Each louver 10 has a front side edge 11, the side facing the room, and a back side edge 12, the side facing the window. The louvers of FIG. 1 are shown rotated to their open position. In the closed position, the louvers partially overlap one another to prevent light from passing therebetween. Viewed outwardly from the room, the louvers 10 rotated to the closed position expose only their front side edges 11; the back side edges 12 are covered by the overlapping of each's adjacent louver. For added strength and aesthetics, a longitudinal edging bead 11a, 12a and a bottom edging bead 13a are constructed adjacent or into the front side edge 11, the back side edge 12 and the bottom edge 13, respectively. A sectional of the construction of the louver 10 and the longitudinal edging bead 12a for the back edge 12 is shown in FIG. 1A. The bead, in fact, becomes the side or the bottom edge.
Clips 20 are individually attached to the louvers 10 to prevent the louvers from tangling or improperly overlapping when they are moved laterally or are rotated or when they are blown by the wind or inadvertently bumped by a person or object. A single clip 20 is releasably connected to a portion of the louver adjacent the back side edge 12 above the bottom edge 13. In particular, each clip 20 communicates with and clamps a portion of the louver adjacent the back side edge 12 and substantially encase a portion of the longitudinal edging bead 12a. Each clip 20 is further connected to a cord 100.
Turning to FIGS. 2 and 3, each clip 20 is constructed so as to have two parts, namely, a gripping portion 30 for engaging and gripping the section of the louver adjacent the back longitudinal edge 12 of the louver 10 and an integral head portion 40 for clamping the connecting cord 100 therein. The gripping portion 30 is generally U-shaped, having a base 31 and two outwardly-extending members 32 that form a channel 33 therebetween for cooperating with the edging bead 12a and for frictionally engaging and gripping the portion of the louver 10 adjacent the bead 12a that are received therebetween. The channel 33 formed between the two extending members 32, that generally follow the contour of the edging bead 12a and the portion of the louver 10 adjacent the edging bead being gripped, comprises two sections, the louver channel 34 and the bead channel 35.
The clip 20 is either snapped or slid into place on the louver 10. Once in position, the channels 33, 34, 35 between the closely contoured extending members 32 of the clip 20 substantially prevent the clip from inadvertently moving or sliding in a direction transverse to the louver 10. To prevent the clip 20 from inadvertently moving or sliding along the edge 12 of the louver 10 or in a direction longitudinal to the vertical louver, an off-set is constructed into the louver channel 34 formed between the extending members 32. Specifically, the inwardly facing surfaces of the extending members 32, being the surface closest to the other member 32 and the louver channel 34, have complimentary extensions 32a. Shown in FIG. 4, one extension 32a begins at the top of the extending member 32 and continues to about the middle of the member 32 and the other extending member's 32 extension 32a begins at about the middle and continues to the bottom of the member 32. Consequently, sharp edges 32b are formed into the extending members 32.
Both extensions 32a begin at about the center, the parting line PL, of the clip 20. Since the clip 20 is preferably made of plastic, as by a molding process, a parting line PL is formed in the piece. Consequently, all of the elements of the clip are oriented and designed so as to facilitate the making and enhance the strength of the clip.

> EXERCISE GOAL: Continue the patent description of the louver clips, starting after its last sentence.

> PROVIDED INFORMATION:
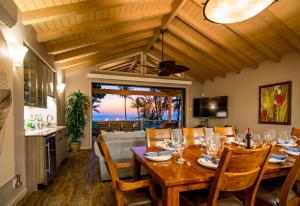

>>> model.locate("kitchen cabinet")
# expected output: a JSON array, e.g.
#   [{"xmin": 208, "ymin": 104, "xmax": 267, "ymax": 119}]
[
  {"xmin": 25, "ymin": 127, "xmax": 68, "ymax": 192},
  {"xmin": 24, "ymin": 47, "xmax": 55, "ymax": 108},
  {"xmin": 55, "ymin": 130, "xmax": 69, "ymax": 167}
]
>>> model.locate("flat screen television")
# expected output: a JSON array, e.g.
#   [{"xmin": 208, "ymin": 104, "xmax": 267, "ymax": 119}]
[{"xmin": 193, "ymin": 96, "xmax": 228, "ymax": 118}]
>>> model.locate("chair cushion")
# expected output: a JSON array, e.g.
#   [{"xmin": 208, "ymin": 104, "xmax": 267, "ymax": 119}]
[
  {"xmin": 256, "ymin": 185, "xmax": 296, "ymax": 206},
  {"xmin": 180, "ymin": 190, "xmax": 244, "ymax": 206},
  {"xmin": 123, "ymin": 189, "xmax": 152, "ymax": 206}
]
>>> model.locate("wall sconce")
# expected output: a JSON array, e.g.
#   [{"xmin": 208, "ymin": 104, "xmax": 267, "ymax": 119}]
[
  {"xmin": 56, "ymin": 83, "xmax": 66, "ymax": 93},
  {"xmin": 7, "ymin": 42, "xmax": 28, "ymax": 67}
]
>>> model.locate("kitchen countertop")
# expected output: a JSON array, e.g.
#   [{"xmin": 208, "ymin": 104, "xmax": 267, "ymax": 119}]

> RESULT OF THE TASK:
This off-set in the louver channel 34 and the two sharp edges 32b formed by the two complimentary extensions 32a enhances the gripping force or bite of the clip 20 onto the louver 10. The two sharp edges 32b act as teeth that bite into the louver 10 and tightly hold the louver. However, the bite is not so great as to mar, deface or deform the louver 10.
The head portion 40 of the clip 20 comprises two substantially parallel posts 41 extending outwardly from the base 31 of the gripping portion 30 in a direction opposite that of the two extending members 32. A cord channel 42 is formed between the two posts 41 for receiving and for clamping the cord 100. One of the posts 40 has a transverse cord trough 43 formed in its inwardly facing surface, being the surface closest to the other post 41 and the cord channel 42, that faces and is substantially perpendicular to the cord channel 42. This transverse cord trough 43 receives the cord 100. The other post 41 has a centrally located projection 44 extending outwardly from its inwardly facing surface in a position substantially opposite and projecting towards the transverse cord trough 43 for engaging the cord 100. The details of these components are shown in FIG. 6. The side walls of the projection 44 intersect at an angle R which is preferably about 90°.
Thus, the cord 100 is secured into the head portion 40 of the clip 20 by sliding the cord into the cord channel 42 and into the cord trough 43. The projection 44 frictionally engages the cord 100 and pushes the cord into the base 43a of the trough 43 to substantially lock the cord into place.
To further lock the cord 100 into the head portion 40 of the clip 20, the two posts 41 can be pinched closed and sonically welded together by conventional means at points A (FIG. 2).
Referring back to FIG. 1, the cord 100 connects adjacent clips 20. This cord 100 preferably has a length between each clip 20 equal to or greater than the preselected, spaced distance between the longitudinal centers of the louvers. In practice, this distance is about 31/8". Thus, the cord 100 is not tight, but has some slack. When a wind blows the louvers or the louvers are inadvertently nudged, the cord attached to each louver by a clip prevents the louvers from tangling or overlapping in the wrong direction.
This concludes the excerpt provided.